THE EXERCISE — Reproduce the lines below, from the line containing "of the soccer" through the last line, with the requests included, and shift every coordinate in the outline paths by subtracting 91 from it.
* Begin INFORMATION PROVIDED *
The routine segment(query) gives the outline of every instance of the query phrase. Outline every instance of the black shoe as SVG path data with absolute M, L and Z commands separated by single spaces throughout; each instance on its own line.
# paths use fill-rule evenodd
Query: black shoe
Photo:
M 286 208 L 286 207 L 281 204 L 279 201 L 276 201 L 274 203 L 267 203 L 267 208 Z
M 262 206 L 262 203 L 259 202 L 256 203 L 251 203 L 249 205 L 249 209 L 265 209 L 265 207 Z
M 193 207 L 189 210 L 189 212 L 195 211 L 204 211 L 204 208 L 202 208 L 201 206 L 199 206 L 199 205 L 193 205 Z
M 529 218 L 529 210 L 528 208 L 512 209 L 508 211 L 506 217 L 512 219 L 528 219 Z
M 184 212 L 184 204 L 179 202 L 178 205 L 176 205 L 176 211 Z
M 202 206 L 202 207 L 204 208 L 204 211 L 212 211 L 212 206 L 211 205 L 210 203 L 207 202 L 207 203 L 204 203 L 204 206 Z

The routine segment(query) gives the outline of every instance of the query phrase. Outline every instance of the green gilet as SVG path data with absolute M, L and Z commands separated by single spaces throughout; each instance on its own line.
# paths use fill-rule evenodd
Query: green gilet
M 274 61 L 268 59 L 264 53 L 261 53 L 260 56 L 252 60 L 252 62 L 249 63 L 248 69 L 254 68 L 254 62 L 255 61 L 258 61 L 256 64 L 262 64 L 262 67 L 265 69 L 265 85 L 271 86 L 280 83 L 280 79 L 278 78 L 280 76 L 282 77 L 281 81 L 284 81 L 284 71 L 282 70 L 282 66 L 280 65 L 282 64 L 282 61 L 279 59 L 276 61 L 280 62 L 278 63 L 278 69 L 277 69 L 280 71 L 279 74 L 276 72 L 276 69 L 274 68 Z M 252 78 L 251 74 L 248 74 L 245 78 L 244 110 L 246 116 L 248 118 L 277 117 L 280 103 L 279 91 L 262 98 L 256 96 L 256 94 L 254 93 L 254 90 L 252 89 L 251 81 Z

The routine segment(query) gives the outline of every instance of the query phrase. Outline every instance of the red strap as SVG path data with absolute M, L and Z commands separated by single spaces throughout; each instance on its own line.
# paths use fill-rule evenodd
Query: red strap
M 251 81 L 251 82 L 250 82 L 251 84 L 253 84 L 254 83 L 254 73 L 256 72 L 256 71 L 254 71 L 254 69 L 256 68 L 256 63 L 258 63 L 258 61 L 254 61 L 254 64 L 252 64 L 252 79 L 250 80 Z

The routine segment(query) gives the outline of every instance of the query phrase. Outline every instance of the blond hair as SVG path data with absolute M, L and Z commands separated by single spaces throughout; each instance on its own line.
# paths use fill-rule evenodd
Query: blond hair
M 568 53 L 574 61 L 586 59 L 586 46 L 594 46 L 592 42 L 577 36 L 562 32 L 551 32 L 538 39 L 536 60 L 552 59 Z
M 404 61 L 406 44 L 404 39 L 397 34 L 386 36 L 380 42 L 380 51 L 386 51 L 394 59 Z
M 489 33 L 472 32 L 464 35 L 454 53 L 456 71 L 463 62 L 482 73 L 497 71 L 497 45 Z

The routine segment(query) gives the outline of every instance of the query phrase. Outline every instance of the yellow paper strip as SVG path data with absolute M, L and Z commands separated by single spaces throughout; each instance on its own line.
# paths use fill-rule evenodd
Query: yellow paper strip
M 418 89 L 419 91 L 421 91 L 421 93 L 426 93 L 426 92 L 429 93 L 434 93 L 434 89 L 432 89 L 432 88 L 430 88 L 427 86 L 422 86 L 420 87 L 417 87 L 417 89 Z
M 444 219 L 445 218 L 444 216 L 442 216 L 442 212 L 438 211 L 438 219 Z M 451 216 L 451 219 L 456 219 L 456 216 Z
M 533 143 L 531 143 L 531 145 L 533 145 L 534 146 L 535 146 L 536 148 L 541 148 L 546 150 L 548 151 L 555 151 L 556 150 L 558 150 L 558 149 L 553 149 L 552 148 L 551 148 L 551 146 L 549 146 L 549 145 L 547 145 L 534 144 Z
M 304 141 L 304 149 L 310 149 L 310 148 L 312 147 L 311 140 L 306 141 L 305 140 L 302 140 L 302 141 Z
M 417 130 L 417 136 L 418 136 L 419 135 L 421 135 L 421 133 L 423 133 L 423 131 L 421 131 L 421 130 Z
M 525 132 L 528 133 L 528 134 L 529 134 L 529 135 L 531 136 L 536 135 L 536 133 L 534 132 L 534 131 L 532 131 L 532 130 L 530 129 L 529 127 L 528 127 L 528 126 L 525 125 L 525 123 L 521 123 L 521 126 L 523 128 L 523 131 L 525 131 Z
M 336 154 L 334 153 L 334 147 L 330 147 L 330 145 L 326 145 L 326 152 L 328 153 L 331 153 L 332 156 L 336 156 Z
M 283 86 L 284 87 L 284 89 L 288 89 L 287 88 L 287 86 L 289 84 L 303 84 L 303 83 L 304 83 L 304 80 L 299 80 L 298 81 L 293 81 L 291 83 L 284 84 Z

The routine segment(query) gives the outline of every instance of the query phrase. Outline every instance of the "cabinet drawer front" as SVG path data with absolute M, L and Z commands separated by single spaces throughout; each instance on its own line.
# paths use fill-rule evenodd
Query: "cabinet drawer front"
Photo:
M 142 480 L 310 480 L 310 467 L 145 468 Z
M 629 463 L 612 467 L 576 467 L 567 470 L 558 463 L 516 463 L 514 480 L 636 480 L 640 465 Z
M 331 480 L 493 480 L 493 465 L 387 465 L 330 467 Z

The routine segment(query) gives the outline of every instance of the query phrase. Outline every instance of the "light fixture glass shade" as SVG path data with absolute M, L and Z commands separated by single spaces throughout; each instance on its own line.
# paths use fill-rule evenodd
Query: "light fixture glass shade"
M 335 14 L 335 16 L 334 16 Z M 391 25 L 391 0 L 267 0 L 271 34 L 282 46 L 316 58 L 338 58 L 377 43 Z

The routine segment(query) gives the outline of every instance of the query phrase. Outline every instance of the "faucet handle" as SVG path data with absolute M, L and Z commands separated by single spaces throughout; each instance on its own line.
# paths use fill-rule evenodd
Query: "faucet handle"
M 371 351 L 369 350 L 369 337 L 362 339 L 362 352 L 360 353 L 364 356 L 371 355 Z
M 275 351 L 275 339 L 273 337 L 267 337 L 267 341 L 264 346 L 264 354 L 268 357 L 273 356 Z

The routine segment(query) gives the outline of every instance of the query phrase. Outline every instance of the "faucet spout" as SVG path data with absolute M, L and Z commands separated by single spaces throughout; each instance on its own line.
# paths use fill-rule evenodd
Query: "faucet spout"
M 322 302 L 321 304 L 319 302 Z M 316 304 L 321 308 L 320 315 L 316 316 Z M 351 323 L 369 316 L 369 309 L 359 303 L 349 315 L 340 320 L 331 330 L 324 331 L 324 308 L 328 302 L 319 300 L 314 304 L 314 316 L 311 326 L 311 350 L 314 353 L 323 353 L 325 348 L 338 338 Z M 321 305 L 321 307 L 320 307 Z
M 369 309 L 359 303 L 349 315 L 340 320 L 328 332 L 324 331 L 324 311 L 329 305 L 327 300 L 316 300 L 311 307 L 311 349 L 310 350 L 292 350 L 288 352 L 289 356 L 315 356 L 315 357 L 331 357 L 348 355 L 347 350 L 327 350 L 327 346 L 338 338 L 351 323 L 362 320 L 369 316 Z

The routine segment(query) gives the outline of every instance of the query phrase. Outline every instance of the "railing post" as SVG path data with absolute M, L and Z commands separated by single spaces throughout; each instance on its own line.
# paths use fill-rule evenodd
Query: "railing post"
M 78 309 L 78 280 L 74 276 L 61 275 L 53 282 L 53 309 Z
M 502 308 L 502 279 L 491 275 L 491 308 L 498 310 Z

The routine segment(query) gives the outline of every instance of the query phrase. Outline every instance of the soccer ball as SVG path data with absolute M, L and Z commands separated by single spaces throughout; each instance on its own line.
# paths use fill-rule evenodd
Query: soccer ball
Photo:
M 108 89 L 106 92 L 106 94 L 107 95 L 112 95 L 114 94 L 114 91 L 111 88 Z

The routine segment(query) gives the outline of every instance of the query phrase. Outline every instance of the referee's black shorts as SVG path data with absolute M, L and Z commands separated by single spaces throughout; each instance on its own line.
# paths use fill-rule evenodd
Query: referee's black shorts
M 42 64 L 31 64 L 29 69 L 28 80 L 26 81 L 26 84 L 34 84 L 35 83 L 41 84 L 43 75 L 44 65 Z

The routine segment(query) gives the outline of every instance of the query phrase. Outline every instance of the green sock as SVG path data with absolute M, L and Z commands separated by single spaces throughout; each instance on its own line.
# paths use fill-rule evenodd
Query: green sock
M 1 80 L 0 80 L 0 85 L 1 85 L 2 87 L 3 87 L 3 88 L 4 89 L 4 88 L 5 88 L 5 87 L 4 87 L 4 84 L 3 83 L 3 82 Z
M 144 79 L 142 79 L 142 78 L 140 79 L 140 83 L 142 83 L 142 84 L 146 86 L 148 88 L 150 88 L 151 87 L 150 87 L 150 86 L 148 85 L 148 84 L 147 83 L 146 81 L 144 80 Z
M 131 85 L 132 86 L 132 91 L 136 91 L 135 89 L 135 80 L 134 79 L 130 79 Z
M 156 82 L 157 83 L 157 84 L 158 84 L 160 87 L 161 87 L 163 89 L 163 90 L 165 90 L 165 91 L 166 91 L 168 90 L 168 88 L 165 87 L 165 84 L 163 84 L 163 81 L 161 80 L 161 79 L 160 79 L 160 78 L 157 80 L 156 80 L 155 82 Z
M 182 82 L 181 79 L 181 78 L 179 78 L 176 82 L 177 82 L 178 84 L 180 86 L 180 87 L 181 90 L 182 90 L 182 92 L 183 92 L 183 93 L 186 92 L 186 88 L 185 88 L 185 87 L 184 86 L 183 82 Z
* End INFORMATION PROVIDED *
OUTPUT FOR THIS EXERCISE —
The routine segment(query) gives the outline of every instance of the query phrase. Outline every instance of the soccer ball as SVG path data with absolute M, L and Z commands separated by single spaces throughout; each instance on its own line.
# paths use fill-rule evenodd
Query: soccer ball
Photo:
M 17 -2 L 15 1 L 15 3 L 16 4 L 21 4 L 23 3 L 23 0 L 20 -3 Z

The routine segment(query) gives the outline of every instance of the query phrase. Outline every instance of the referee's black shorts as SVG path data with absolute M, L and Z commands separated by single spaces throughout; each instance on its own line.
# paths use fill-rule evenodd
Query: referee's black shorts
M -49 -27 L -60 -27 L -62 -22 L -63 -11 L -65 -10 L -65 -7 L -57 -7 L -56 -8 L -50 -7 L -48 -16 L -47 -26 Z

The routine segment(query) gives the outline of every instance of the query phrase. Outline every instance of the green sock as SVG path data with absolute M, L and Z commands separated by single spaces throughout; each instance on its own line.
# paths use fill-rule evenodd
Query: green sock
M -90 -11 L -91 -11 L -91 -6 L -90 -6 L -89 -4 L -88 -4 L -88 -3 L -87 -2 L -87 -3 L -86 -3 L -86 -4 L -87 -4 L -87 -7 L -88 -8 L -88 -9 Z
M 53 -12 L 51 -12 L 51 -13 L 49 -12 L 49 -8 L 51 -8 L 51 -7 L 55 -5 L 57 -3 L 59 -3 L 60 -4 L 59 -4 L 59 -5 L 57 -6 L 57 -7 L 56 -8 L 55 -10 L 53 -11 Z
M 40 -6 L 41 -5 L 41 0 L 45 0 L 44 -2 L 44 -11 L 43 -12 L 39 -12 Z
M 65 -9 L 66 -8 L 66 -7 L 67 -7 L 69 -4 L 70 -4 L 72 -2 L 72 -1 L 74 -1 L 74 0 L 75 0 L 77 -1 L 77 -3 L 74 -4 L 74 -7 L 72 -7 L 72 -10 L 70 -11 L 70 -12 L 69 -12 L 69 -13 L 66 -11 L 65 -11 L 64 -9 Z
M 91 -9 L 90 -12 L 90 -13 L 88 -13 L 85 -9 L 86 -9 L 87 -7 L 89 -5 L 89 -4 L 90 -1 L 91 -1 L 91 1 L 92 1 L 92 2 L 95 1 L 95 -3 L 94 -3 L 94 -4 L 93 -5 L 92 -9 Z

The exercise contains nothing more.